Written tasks ::
(1) Answer these questions using the passage on UK inflation and supermarkets:
(a) By early 2023, what level is British food price inflation on course to hit, according to Citi bank?
(b) Which think-tank created the report that Jack Leslie is quoted from?
(c) By what percentage had Aldi's sales risen?
(2) From the passage on UK inflation and supermarkets, retype word for word the part from "One report has" to "of the report.".

Provided passage ::
• • • • • • •

The pain doesn’t stop there as British food price inflation is on course to hit 20% by early 2023, according to predictions from U.S-based Citi bank.

One report has highlighted the opinion of some investors that Britain may well be at risk from the double-whammy of high inflation and impending recession. Reliance on imported energy and continued pain from Brexit could continue to impact trade with the European Union.

“With the economic outlook so unclear, no one knows how high inflation could go, and how long it will continue for – making fiscal and monetary policy judgements particularly tough,” highlighted Jack Leslie, a senior economist from the Resolution Foundation think-tank creators of the report.

As prices continue to rise faster than wages, consumer spending power will continue to be adversely affected. Some retailers are predicting a difficult autumn and winter with the exception of festivities over Christmas.

Therefore it is little surprise that Aldi is poised to overtake Morrisons as the UK’s fourth largest supermarket within a matter of months. Research company Kantar have made this prediction based on figures released earlier this month showing that the German discounter’s sales had risen by 7.9%, making its UK market-share 9% . Morrisons claimed just slightly more , a 9.6% market share.

Kantar and others all feel certain that the cost of living squeeze will drive more customers Aldi’s way.

• • • • • • •

Data supplied ::
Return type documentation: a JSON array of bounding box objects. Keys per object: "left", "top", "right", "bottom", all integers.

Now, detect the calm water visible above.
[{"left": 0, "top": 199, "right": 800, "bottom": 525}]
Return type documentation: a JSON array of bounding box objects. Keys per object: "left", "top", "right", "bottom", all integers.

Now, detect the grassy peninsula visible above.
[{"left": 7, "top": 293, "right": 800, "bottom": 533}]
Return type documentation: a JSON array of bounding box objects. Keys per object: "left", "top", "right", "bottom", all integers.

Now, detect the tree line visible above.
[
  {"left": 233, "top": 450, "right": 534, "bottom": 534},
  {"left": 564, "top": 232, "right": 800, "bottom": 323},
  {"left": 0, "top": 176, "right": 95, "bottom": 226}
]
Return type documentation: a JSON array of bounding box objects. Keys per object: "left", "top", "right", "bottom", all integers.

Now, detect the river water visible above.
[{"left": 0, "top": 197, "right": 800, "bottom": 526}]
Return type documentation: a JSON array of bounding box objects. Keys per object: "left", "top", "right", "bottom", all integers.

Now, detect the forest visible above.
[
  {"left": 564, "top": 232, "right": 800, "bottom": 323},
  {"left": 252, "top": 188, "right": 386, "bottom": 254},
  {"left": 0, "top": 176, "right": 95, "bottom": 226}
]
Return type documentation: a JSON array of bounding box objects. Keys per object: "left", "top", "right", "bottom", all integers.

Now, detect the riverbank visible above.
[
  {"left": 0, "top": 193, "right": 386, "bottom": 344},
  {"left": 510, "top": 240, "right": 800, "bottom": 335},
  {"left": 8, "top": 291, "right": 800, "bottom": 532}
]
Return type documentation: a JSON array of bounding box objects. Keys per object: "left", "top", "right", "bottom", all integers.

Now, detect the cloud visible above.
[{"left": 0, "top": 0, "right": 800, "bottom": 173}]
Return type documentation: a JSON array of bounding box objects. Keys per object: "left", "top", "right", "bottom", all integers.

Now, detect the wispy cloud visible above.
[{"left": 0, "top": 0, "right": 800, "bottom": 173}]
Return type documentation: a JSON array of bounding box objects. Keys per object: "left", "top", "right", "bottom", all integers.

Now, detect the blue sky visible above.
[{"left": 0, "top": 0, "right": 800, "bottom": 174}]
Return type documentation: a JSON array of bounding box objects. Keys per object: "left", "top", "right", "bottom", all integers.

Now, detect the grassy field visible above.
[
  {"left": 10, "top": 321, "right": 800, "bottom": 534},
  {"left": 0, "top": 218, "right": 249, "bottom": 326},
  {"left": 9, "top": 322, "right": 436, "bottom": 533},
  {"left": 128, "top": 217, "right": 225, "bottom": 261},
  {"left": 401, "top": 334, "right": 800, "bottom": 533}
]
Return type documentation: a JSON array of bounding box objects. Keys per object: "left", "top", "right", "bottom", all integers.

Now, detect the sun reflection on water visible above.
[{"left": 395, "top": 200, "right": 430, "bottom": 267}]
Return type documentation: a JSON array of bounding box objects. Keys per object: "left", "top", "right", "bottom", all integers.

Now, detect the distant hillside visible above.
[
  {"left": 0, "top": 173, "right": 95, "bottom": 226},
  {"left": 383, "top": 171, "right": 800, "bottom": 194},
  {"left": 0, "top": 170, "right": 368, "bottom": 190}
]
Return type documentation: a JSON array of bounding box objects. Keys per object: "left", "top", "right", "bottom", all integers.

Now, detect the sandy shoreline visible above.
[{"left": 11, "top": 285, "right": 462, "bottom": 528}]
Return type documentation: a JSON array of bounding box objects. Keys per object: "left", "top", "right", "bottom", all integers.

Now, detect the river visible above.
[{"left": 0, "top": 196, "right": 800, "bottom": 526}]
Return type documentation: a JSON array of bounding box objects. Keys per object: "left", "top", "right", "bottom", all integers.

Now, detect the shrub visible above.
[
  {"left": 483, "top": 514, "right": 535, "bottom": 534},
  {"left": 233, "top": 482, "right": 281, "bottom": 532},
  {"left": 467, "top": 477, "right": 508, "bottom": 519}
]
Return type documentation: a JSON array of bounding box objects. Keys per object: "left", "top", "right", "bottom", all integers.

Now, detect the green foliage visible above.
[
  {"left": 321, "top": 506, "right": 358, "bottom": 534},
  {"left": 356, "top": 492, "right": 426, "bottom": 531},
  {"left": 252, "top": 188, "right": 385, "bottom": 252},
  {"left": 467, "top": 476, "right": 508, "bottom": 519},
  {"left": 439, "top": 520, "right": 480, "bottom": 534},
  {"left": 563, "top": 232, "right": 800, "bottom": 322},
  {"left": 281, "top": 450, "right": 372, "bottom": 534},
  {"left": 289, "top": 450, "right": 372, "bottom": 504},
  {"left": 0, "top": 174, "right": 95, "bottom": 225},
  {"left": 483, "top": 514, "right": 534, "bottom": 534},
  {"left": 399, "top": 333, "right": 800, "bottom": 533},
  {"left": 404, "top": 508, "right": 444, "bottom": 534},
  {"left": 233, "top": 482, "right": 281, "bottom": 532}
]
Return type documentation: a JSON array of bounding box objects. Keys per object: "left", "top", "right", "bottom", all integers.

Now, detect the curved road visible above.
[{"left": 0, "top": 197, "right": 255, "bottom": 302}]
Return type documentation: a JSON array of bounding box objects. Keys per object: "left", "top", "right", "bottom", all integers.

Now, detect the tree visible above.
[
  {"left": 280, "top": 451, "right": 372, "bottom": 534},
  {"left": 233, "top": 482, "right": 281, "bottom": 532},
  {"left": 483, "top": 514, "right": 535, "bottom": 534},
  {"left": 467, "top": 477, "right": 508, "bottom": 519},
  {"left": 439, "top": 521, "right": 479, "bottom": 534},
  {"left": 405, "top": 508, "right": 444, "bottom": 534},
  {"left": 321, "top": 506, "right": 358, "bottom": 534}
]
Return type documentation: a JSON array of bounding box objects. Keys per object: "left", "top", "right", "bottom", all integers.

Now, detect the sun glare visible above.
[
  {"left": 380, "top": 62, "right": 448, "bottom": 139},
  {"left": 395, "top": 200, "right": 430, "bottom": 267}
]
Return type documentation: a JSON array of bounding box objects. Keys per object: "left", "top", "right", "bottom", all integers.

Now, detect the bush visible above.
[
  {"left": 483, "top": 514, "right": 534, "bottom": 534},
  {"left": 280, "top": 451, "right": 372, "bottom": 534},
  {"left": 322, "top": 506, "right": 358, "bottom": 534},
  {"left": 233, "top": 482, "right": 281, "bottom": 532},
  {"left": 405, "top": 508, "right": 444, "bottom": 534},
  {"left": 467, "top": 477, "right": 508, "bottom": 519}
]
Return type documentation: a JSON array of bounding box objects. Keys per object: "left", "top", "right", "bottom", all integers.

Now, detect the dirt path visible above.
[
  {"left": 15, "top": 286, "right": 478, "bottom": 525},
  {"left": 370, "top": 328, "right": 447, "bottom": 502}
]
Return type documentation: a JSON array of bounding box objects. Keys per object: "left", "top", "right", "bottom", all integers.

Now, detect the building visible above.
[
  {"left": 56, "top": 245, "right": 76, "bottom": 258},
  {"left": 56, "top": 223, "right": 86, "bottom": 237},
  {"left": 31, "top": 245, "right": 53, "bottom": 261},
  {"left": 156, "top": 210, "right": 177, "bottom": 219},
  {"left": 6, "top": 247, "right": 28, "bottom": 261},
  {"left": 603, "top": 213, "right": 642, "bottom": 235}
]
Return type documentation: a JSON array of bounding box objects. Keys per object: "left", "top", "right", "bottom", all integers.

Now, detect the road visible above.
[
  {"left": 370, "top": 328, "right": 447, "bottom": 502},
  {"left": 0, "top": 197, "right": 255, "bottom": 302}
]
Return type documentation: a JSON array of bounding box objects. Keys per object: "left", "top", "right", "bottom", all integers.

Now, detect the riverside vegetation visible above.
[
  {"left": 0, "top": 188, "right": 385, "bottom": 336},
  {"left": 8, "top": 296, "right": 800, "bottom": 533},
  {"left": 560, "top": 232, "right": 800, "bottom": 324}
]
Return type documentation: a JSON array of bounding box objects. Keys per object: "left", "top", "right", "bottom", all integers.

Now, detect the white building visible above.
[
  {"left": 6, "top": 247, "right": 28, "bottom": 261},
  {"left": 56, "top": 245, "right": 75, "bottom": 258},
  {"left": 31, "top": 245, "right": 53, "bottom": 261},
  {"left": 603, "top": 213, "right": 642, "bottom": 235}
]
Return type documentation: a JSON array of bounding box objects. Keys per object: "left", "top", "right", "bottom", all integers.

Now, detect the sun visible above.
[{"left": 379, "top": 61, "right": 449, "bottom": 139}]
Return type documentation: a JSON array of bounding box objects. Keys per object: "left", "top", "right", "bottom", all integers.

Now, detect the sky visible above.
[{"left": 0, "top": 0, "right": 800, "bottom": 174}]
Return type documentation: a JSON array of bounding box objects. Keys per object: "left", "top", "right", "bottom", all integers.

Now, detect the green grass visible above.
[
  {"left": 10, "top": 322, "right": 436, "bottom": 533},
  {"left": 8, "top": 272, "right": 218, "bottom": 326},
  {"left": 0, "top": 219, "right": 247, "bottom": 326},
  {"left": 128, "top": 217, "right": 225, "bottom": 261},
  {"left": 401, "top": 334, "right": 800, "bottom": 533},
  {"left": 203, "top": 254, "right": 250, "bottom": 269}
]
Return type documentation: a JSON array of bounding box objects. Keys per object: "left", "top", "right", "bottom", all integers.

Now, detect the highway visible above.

• • • • • • •

Answers to the tasks ::
(1)
(a) 20%
(b) The Resolution Foundation
(c) 7.9%

(2)
One report has highlighted the opinion of some investors that Britain may well be at risk from the double-whammy of high inflation and impending recession. Reliance on imported energy and continued pain from Brexit could continue to impact trade with the European Union.

“With the economic outlook so unclear, no one knows how high inflation could go, and how long it will continue for – making fiscal and monetary policy judgements particularly tough,” highlighted Jack Leslie, a senior economist from the Resolution Foundation think-tank creators of the report.